**Short problem:**
Duplicate the stretch of rows below from the line containing "Find the white" through the line containing "x=469, y=521", keeping every character unchanged.
* START Input data *
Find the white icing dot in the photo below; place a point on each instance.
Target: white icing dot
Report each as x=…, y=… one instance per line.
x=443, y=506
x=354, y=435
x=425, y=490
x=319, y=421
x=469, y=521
* END Input data *
* START Input data *
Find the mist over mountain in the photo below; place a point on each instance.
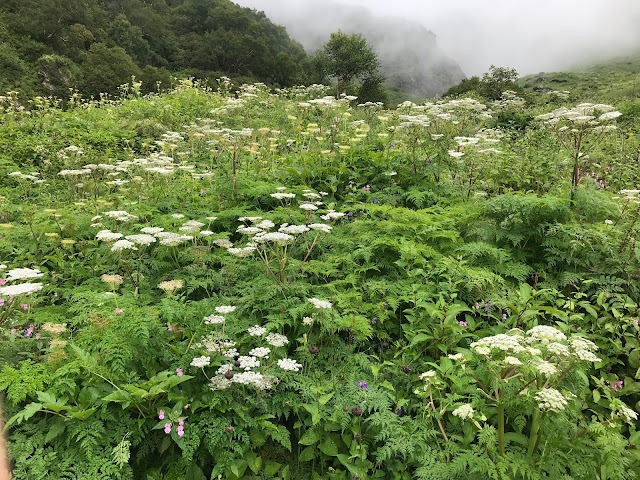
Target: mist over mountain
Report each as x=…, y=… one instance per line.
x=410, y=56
* END Input data *
* START Input data *
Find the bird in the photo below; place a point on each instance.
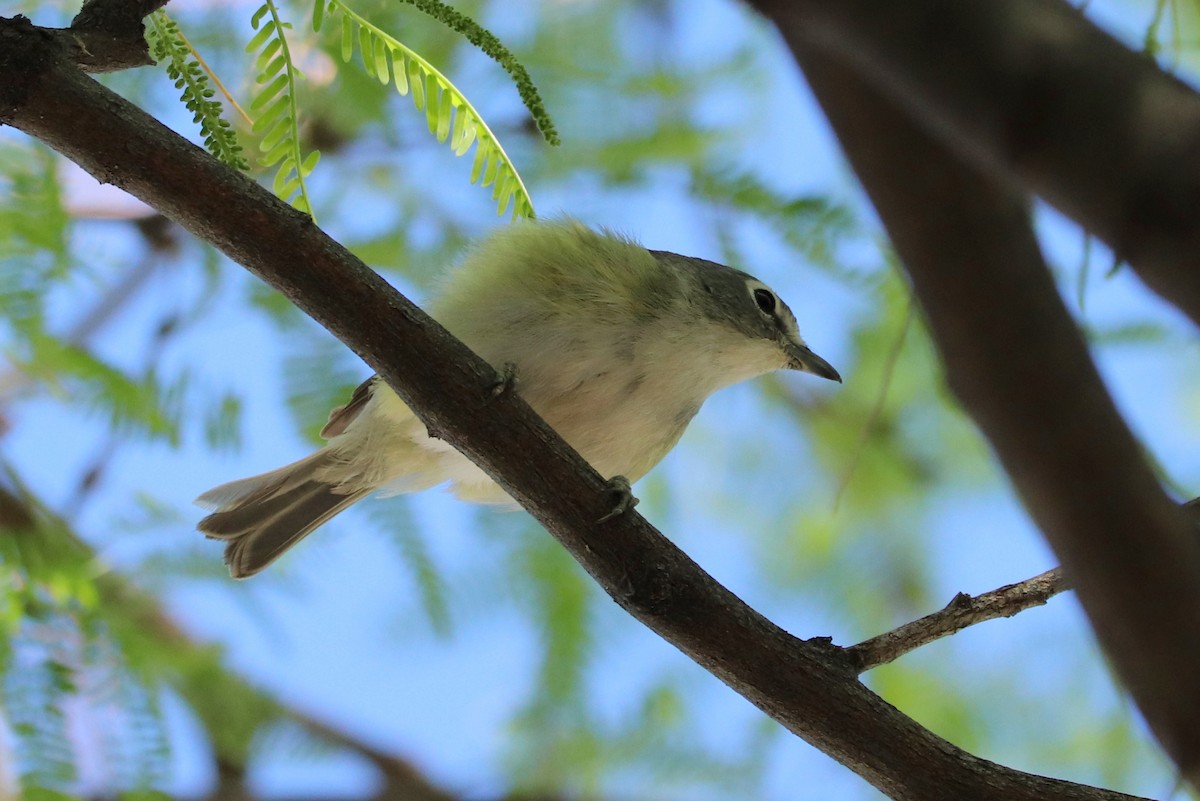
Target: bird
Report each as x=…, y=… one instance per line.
* END Input data *
**Complete answer:**
Find the white icing dot in the photo below; place a point on each instance.
Target: white icing dot
Report each as x=…, y=… one instance per line.
x=443, y=506
x=354, y=435
x=425, y=490
x=319, y=421
x=469, y=521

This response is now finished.